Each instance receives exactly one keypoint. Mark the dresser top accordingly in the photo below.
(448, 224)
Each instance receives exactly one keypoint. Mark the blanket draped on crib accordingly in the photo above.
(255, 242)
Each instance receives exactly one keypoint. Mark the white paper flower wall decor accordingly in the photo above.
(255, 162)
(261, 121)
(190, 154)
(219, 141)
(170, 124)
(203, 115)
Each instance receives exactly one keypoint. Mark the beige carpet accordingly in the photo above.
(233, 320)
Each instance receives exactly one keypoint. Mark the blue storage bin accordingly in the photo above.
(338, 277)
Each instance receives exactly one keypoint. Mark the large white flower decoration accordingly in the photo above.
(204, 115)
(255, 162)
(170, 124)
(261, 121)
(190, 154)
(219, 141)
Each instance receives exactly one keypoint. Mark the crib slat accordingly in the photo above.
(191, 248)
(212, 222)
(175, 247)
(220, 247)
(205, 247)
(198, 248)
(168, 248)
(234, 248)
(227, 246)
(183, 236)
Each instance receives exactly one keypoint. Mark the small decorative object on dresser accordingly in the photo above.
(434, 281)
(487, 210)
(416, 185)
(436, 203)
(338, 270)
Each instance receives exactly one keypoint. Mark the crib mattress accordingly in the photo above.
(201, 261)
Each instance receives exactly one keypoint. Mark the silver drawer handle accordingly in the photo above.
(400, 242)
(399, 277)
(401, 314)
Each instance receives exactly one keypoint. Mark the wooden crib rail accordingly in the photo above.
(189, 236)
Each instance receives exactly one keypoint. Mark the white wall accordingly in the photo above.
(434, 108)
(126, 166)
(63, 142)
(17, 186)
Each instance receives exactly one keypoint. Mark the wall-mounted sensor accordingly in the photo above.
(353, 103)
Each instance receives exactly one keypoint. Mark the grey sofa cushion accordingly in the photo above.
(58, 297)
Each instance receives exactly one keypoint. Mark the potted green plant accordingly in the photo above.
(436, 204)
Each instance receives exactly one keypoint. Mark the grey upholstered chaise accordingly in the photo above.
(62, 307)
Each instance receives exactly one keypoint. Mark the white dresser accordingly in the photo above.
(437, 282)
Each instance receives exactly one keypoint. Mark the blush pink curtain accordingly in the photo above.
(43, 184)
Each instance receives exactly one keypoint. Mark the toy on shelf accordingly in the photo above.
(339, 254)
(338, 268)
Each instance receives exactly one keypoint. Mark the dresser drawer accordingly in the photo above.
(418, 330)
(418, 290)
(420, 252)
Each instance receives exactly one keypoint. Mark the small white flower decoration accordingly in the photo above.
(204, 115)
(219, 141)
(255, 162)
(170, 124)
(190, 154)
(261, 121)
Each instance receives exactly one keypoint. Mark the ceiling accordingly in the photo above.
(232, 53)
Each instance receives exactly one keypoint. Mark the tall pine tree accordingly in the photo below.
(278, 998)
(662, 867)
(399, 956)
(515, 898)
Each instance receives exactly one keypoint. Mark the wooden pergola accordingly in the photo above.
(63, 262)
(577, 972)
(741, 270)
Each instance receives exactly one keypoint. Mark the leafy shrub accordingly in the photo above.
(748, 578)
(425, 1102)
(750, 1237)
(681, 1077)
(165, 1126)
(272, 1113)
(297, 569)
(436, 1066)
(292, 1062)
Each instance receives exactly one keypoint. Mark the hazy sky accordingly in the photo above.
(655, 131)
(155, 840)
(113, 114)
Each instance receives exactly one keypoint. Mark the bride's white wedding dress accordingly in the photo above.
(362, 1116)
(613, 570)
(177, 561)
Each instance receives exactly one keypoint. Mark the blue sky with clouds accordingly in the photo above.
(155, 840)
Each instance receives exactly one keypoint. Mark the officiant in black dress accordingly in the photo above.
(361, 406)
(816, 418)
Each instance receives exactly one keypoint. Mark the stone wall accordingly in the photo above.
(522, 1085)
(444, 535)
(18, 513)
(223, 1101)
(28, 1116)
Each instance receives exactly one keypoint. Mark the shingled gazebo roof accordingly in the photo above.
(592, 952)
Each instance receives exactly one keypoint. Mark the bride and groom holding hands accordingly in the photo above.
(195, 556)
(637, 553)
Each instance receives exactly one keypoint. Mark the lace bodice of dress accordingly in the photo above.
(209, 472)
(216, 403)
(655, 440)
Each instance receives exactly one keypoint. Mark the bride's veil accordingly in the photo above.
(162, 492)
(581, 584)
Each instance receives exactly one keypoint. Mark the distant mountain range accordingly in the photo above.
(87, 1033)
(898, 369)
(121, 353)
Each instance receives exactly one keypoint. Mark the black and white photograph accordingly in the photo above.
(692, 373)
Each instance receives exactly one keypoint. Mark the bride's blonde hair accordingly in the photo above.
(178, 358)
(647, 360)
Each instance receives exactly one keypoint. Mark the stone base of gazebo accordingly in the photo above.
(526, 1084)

Your assignment => Nothing added, nothing dropped: copy the data above.

Answer box =>
Each instance receives exactly one keypoint. Mark the dresser top accordingly in the photo below.
(448, 224)
Each instance receives exactly one keypoint. Mark the blanket draped on crib accordingly in the photo above.
(255, 242)
Each instance receives exactly one keypoint. Mark the white paper flower wall decor accordingly in the photo above.
(255, 162)
(261, 121)
(190, 154)
(219, 141)
(170, 124)
(203, 115)
Each instance receives exactly one keypoint. Mark the beige carpet accordingly in the photo above.
(233, 320)
Each instance receives exactly one keypoint. Mark the blue storage bin accordingly in the photo above.
(338, 277)
Each instance receives exactly one keypoint. Mark the large white flower decoration accordingly in the photo above.
(204, 115)
(255, 162)
(170, 124)
(261, 121)
(190, 154)
(219, 141)
Each instance receives exactly one keypoint. Mark the crib slat accordingly in the photo above.
(191, 248)
(212, 222)
(175, 247)
(220, 247)
(205, 247)
(198, 248)
(168, 248)
(234, 248)
(227, 246)
(183, 236)
Each instance receives exactly one keypoint. Mark the small decorative object on dresser accordingly in the photo above.
(434, 281)
(487, 210)
(416, 185)
(436, 203)
(338, 270)
Each instance receives exactly one keypoint. Mark the crib mattress accordingly in the photo above.
(201, 261)
Each instance receives exactly one keypoint. Mark the silver drawer handle accordingly in the photo above.
(400, 242)
(399, 277)
(401, 314)
Each instance receives exactly one keypoint. Mark the wooden crib rail accordingly in the photo above.
(189, 236)
Each instance receives exactly one keypoint. Mark the white wall accordingly in the photo above.
(434, 108)
(126, 166)
(63, 142)
(17, 186)
Each instance receives exactly one keypoint. Mark the wall-mounted sensor accordingly in the photo above.
(353, 103)
Each instance receives exactly one keypoint. Mark the grey sofa cushion accordingly in the photo above.
(58, 297)
Each instance receives exactly one keypoint. Mark the potted green plant accordingly in the photo above.
(436, 204)
Each instance receives exactly one keypoint. Mark the grey upholstered chaise accordingly in the photo above.
(62, 307)
Each instance receives exactly one keypoint. Mark the white dresser accordingly in the photo above.
(437, 282)
Each instance receives exactly one keypoint. Mark the blush pink curtain accordingly in the photo above.
(43, 184)
Each instance receives exactly one keypoint. Mark the toy on shelf accordingly in the photo above.
(339, 254)
(338, 268)
Each instance receives exactly one keypoint. Mark the dresser drawer accordingly in the photo above.
(418, 330)
(418, 290)
(420, 252)
Each instance receives exactly one keypoint. Mark the small white flower decoration accordingly in the photo above.
(204, 115)
(219, 141)
(255, 162)
(170, 124)
(190, 154)
(261, 121)
Each instance receives exactly one keypoint. Mark the ceiling accordingly in the photo above.
(232, 53)
Each instance receives exactly one keypoint. Mark the tall pine tree accordingly in the photo below.
(278, 998)
(662, 867)
(399, 956)
(515, 898)
Each instance receives exactly one keypoint. Mark the wooden pergola accordingly in the photo above.
(63, 262)
(577, 972)
(741, 270)
Each instance receives exactly one keypoint. Mark the leafy shrub accordingly in the photo above.
(748, 578)
(425, 1102)
(750, 1237)
(681, 1077)
(165, 1126)
(272, 1113)
(297, 569)
(436, 1066)
(292, 1062)
Each instance receives exactly one keypoint. Mark the hazy sky accordingly in the photo above.
(655, 131)
(155, 840)
(113, 114)
Each instance receives exactly one keypoint. Mark the bride's white wedding dress accordingly in the photo above.
(362, 1116)
(613, 570)
(177, 561)
Each instance receives exactly one keypoint. Mark the blue sky with clouds accordingly in the photo above.
(155, 840)
Each instance receives exactly one keypoint. Mark the officiant in black dress accordingly in the photo above.
(361, 406)
(816, 418)
Each instance receives exactly one keypoint. Mark the stone wall accordingly in the photo above.
(522, 1085)
(444, 535)
(18, 513)
(223, 1101)
(28, 1116)
Each instance receives exactly one keypoint. Mark the shingled gazebo roof accordingly in the photo above.
(592, 952)
Each instance receives exactly one keypoint. Mark the bride and groom holding hands accordingly in the photo above.
(195, 556)
(637, 553)
Each instance receives exactly one keypoint. Mark the lace bodice of dress accordingly in the photo above.
(209, 472)
(216, 403)
(655, 440)
Each instance receives exactly one keypoint. Mark the bride's veil accordingly in the photo above.
(162, 492)
(581, 584)
Each instance receives exactly one keypoint. Mark the distant mountain range accordingly in the photo above.
(87, 1033)
(898, 369)
(121, 353)
Each instance receives exactly one keypoint. Mark the black and white photograph accordingly in the photo above.
(692, 373)
Each instance receives exactly one keypoint. Mark the bride's blonde hair accordingly in the photo above.
(178, 358)
(647, 360)
Each instance receives exactly one keypoint. Mark the stone base of gazebo accordingly in the photo above.
(526, 1084)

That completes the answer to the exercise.